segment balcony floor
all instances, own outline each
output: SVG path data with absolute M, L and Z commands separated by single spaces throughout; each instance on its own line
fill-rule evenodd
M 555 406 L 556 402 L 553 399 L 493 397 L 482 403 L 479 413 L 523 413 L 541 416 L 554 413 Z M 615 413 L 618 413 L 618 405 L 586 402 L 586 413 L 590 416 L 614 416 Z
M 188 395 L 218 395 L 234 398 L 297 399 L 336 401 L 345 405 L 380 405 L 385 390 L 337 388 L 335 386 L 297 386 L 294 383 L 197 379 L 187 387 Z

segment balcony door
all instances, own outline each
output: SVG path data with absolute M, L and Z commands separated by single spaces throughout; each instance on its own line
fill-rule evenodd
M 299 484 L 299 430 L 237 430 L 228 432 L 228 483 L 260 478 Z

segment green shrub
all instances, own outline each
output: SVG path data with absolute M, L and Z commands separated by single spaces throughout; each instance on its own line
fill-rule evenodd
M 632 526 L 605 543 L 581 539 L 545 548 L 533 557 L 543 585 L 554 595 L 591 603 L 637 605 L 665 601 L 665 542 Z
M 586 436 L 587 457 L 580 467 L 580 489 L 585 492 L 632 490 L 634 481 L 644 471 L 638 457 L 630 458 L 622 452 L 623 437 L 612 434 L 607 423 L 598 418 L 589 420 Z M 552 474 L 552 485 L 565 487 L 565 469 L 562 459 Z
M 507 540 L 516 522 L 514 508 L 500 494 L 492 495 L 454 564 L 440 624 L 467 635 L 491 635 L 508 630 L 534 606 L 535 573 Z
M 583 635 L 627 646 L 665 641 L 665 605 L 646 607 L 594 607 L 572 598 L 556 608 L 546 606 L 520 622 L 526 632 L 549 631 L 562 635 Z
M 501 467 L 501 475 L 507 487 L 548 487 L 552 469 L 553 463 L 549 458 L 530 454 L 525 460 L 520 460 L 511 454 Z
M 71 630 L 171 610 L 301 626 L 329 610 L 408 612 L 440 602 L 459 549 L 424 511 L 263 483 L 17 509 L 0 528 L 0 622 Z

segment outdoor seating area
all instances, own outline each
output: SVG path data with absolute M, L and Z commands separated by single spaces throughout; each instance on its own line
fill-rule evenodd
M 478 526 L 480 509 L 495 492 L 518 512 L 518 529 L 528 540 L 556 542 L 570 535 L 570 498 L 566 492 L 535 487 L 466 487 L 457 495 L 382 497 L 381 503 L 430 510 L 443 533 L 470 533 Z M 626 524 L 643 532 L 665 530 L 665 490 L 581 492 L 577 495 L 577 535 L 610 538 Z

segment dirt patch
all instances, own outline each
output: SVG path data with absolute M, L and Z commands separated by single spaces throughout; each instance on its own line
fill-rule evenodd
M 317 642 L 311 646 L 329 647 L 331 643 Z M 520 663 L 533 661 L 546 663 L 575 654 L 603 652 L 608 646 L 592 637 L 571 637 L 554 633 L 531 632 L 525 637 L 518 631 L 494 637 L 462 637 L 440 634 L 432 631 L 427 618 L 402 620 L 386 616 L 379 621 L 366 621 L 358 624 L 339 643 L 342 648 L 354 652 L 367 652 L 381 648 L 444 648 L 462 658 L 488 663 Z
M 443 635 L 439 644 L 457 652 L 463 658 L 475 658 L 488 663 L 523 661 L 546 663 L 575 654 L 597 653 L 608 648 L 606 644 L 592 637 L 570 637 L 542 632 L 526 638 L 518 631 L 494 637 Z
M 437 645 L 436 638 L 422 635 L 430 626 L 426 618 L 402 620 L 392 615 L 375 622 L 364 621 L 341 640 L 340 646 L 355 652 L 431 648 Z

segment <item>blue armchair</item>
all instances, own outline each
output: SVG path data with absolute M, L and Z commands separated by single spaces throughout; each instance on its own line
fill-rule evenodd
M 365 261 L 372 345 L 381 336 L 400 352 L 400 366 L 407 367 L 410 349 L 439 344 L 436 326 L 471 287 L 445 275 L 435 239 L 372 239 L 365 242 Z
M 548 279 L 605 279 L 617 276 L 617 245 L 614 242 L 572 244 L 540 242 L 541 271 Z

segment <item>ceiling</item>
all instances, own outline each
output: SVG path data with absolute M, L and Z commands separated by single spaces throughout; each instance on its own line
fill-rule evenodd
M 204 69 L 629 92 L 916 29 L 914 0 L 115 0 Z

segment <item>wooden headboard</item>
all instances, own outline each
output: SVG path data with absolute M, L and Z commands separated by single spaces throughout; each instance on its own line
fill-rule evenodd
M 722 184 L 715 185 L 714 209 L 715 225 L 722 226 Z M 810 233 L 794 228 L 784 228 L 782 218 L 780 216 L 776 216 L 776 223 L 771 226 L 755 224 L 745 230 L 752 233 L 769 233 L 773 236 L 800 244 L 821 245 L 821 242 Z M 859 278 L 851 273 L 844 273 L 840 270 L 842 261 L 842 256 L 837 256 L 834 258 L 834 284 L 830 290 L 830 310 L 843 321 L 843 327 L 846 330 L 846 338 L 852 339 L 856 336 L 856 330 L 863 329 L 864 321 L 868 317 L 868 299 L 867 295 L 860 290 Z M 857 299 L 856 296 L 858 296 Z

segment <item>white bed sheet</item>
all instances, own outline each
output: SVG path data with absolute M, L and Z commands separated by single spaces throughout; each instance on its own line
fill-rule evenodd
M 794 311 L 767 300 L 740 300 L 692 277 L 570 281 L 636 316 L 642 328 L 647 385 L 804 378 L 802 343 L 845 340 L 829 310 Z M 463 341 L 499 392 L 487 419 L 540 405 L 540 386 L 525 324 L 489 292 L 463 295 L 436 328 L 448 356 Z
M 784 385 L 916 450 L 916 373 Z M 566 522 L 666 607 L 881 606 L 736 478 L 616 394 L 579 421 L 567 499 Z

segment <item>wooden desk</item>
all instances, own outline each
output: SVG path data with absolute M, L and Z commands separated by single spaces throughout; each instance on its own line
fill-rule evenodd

- **What the task requires**: Rewrite every one of the records above, swapping "own outline each" for "separate outline per instance" wherever it occurs and leaving everything else unchanged.

- **Task response**:
segment balcony floor
all instances, separate outline per instance
output: SVG path data with absolute M, L and Z commands separated by single spaces throughout; each instance on its own line
fill-rule evenodd
M 555 406 L 556 402 L 553 399 L 493 397 L 482 403 L 479 413 L 523 413 L 541 416 L 554 413 Z M 615 413 L 618 413 L 618 405 L 586 402 L 586 413 L 590 416 L 614 416 Z
M 188 395 L 218 395 L 234 398 L 297 399 L 336 401 L 345 405 L 380 405 L 385 390 L 337 388 L 335 386 L 297 386 L 294 383 L 197 379 L 187 387 Z

segment balcony door
all instances, separate outline per instance
output: SVG path data with absolute M, L and Z commands separated by single spaces throughout; each instance on its own line
fill-rule evenodd
M 299 484 L 299 430 L 237 430 L 228 432 L 228 483 L 260 478 Z

segment green shrub
all instances, separate outline per instance
output: SVG path data with absolute M, L and Z commands separated by single spaces throughout; each instance on its own line
fill-rule evenodd
M 632 526 L 605 543 L 581 539 L 545 548 L 533 557 L 543 585 L 554 595 L 591 603 L 637 605 L 665 601 L 665 542 Z
M 586 436 L 587 457 L 580 467 L 580 489 L 585 492 L 632 490 L 634 481 L 644 471 L 638 457 L 630 458 L 622 452 L 623 437 L 612 434 L 607 423 L 598 418 L 589 420 Z M 552 474 L 552 485 L 565 487 L 565 469 L 562 459 Z
M 507 540 L 516 522 L 514 508 L 500 494 L 492 495 L 454 564 L 440 624 L 467 635 L 491 635 L 508 630 L 534 606 L 535 573 Z
M 583 635 L 627 646 L 665 641 L 665 605 L 646 607 L 594 607 L 572 598 L 556 608 L 546 606 L 520 622 L 526 632 L 549 631 L 562 635 Z
M 501 467 L 501 475 L 507 487 L 548 487 L 552 469 L 553 463 L 549 458 L 530 454 L 525 460 L 520 460 L 511 454 Z
M 71 630 L 171 610 L 301 626 L 329 610 L 408 612 L 440 602 L 459 549 L 424 511 L 263 483 L 17 509 L 0 528 L 0 622 Z

segment outdoor seating area
all instances, separate outline per instance
output: SVG path data with absolute M, L and Z commands separated by single spaces throughout; each instance on its own line
fill-rule evenodd
M 478 526 L 480 509 L 495 492 L 518 512 L 518 529 L 528 540 L 556 542 L 570 535 L 570 498 L 566 492 L 535 487 L 466 487 L 457 495 L 382 497 L 381 503 L 430 510 L 443 533 L 470 533 Z M 626 524 L 643 532 L 665 530 L 665 490 L 581 492 L 577 495 L 577 535 L 610 538 Z

segment dirt patch
all instances, separate outline per instance
output: SVG path data with absolute M, L and Z commands separated by single spaces throughout; each instance on its own line
fill-rule evenodd
M 317 642 L 311 646 L 329 647 L 331 643 Z M 520 663 L 533 661 L 546 663 L 575 654 L 603 652 L 608 646 L 592 637 L 571 637 L 554 633 L 531 632 L 525 637 L 518 631 L 494 637 L 462 637 L 440 634 L 432 631 L 427 618 L 402 620 L 386 616 L 379 621 L 366 621 L 358 624 L 339 643 L 342 648 L 354 652 L 367 652 L 381 648 L 444 648 L 462 658 L 488 663 Z
M 443 635 L 439 644 L 457 652 L 463 658 L 475 658 L 488 663 L 523 661 L 546 663 L 575 654 L 597 653 L 608 648 L 606 644 L 592 637 L 570 637 L 542 632 L 526 638 L 518 631 L 494 637 Z
M 437 645 L 436 638 L 422 635 L 430 626 L 426 618 L 402 620 L 392 615 L 375 622 L 364 621 L 341 640 L 340 646 L 355 652 L 431 648 Z

segment <item>blue armchair</item>
all instances, separate outline per instance
output: SVG path data with absolute M, L and Z commands separated by single spaces throughout; each instance on its own line
fill-rule evenodd
M 365 261 L 372 345 L 381 336 L 400 352 L 400 366 L 407 367 L 410 349 L 439 344 L 436 326 L 471 287 L 445 275 L 435 239 L 372 239 L 365 242 Z
M 548 279 L 605 279 L 617 276 L 617 245 L 614 242 L 572 244 L 540 242 L 541 271 Z

segment <item>ceiling</item>
all instances, separate outline per instance
output: SVG path data with absolute M, L and Z commands separated by single spaces throughout; each instance on its own line
fill-rule evenodd
M 204 69 L 629 92 L 916 29 L 914 0 L 115 0 Z

segment <item>wooden headboard</item>
all instances, separate outline per instance
output: SVG path data with absolute M, L and Z commands separated by single spaces throughout; each instance on its own line
fill-rule evenodd
M 722 184 L 715 185 L 714 209 L 715 225 L 722 226 Z M 810 233 L 794 228 L 784 228 L 782 218 L 780 216 L 776 216 L 776 223 L 771 226 L 755 224 L 745 230 L 752 233 L 769 233 L 773 236 L 800 244 L 821 245 L 821 242 Z M 859 278 L 851 273 L 844 273 L 840 270 L 842 261 L 842 256 L 837 256 L 834 258 L 834 284 L 830 290 L 830 310 L 843 321 L 843 327 L 846 330 L 846 338 L 852 339 L 856 336 L 856 330 L 863 329 L 864 321 L 868 317 L 868 299 L 867 295 L 860 290 Z M 857 299 L 856 296 L 858 296 Z

segment <item>white bed sheet</item>
all instances, separate outline per instance
output: SVG path data with absolute M, L and Z commands separated by single spaces throughout; each instance on its own line
fill-rule evenodd
M 794 311 L 767 300 L 740 300 L 692 277 L 570 281 L 636 316 L 642 328 L 647 385 L 804 378 L 802 343 L 845 340 L 829 310 Z M 463 341 L 499 392 L 487 419 L 540 405 L 540 386 L 525 324 L 489 292 L 463 295 L 436 328 L 448 356 Z
M 784 385 L 916 450 L 916 373 Z M 566 522 L 666 607 L 881 606 L 736 478 L 616 394 L 579 421 L 567 499 Z

segment <item>wooden desk</item>
all instances, separate outline per instance
output: SVG path data with absolute M, L and Z commands separated by single spaces throughout; each instance on its own line
fill-rule evenodd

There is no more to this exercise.